» **What this task involves**
Which lines below mention "porch"? Pick each one out.

======

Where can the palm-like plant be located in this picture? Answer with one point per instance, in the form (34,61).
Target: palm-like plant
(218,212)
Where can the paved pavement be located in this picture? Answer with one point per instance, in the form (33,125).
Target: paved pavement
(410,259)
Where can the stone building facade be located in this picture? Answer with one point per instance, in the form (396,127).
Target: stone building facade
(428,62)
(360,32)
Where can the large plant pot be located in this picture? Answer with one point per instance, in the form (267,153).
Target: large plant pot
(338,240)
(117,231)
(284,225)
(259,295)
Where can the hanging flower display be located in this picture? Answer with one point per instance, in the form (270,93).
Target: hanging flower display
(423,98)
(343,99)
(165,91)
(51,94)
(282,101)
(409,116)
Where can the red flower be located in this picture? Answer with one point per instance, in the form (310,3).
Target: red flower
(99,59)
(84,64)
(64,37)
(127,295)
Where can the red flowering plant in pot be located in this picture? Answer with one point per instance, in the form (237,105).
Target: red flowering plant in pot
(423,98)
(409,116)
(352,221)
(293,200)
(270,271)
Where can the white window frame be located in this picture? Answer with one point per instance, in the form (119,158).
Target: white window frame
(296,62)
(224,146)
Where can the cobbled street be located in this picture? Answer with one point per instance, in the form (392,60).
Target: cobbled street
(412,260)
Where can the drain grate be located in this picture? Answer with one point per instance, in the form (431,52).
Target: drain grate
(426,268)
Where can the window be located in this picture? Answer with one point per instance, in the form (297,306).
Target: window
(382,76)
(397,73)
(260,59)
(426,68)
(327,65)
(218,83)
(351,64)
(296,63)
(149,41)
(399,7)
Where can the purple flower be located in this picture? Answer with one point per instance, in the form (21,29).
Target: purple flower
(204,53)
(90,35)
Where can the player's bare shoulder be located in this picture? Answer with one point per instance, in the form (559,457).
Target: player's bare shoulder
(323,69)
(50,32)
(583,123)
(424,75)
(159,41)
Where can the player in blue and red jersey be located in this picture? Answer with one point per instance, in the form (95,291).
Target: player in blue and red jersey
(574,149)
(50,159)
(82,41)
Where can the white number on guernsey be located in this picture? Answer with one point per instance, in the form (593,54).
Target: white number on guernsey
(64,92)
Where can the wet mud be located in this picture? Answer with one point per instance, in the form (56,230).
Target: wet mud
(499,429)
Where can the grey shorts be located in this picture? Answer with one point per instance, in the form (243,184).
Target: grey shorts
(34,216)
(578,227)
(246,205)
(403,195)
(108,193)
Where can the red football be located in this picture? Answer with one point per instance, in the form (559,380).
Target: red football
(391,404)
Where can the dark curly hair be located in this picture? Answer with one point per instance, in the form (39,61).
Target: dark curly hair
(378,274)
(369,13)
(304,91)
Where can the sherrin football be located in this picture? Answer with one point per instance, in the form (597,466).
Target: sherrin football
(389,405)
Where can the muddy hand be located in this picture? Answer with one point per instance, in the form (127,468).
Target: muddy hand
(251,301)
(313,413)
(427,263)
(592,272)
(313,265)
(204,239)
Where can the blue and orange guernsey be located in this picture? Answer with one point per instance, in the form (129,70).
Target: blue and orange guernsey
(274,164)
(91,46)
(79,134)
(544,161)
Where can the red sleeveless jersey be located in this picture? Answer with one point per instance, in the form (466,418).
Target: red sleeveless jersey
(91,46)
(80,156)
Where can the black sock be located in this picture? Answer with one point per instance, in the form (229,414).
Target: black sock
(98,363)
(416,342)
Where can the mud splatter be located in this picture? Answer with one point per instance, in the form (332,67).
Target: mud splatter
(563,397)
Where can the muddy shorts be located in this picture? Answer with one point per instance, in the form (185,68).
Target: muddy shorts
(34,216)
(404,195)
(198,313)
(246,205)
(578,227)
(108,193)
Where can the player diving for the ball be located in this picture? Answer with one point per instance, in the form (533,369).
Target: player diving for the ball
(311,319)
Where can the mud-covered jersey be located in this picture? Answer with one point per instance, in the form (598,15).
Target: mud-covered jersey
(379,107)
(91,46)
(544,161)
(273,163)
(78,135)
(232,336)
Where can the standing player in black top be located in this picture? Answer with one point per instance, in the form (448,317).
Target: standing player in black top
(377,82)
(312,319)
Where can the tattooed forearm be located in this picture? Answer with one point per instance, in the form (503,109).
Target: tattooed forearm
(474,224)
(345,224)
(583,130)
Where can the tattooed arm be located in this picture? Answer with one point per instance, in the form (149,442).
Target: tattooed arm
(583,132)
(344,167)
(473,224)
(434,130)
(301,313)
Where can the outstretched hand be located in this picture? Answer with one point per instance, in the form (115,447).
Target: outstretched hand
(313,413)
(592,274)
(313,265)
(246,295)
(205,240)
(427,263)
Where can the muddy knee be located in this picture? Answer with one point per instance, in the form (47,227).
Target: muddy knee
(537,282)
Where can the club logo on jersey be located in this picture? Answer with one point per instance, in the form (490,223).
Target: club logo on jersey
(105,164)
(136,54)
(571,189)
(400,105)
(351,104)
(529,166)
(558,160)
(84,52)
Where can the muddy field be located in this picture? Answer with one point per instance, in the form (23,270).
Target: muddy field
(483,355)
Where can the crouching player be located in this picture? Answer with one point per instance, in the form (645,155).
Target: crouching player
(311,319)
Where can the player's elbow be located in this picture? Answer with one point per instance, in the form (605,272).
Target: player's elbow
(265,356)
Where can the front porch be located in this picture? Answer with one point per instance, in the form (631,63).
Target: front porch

======

» **Response to the exercise**
Where can the front porch be located in this picture? Answer with one point per instance, in the form (631,63).
Target: front porch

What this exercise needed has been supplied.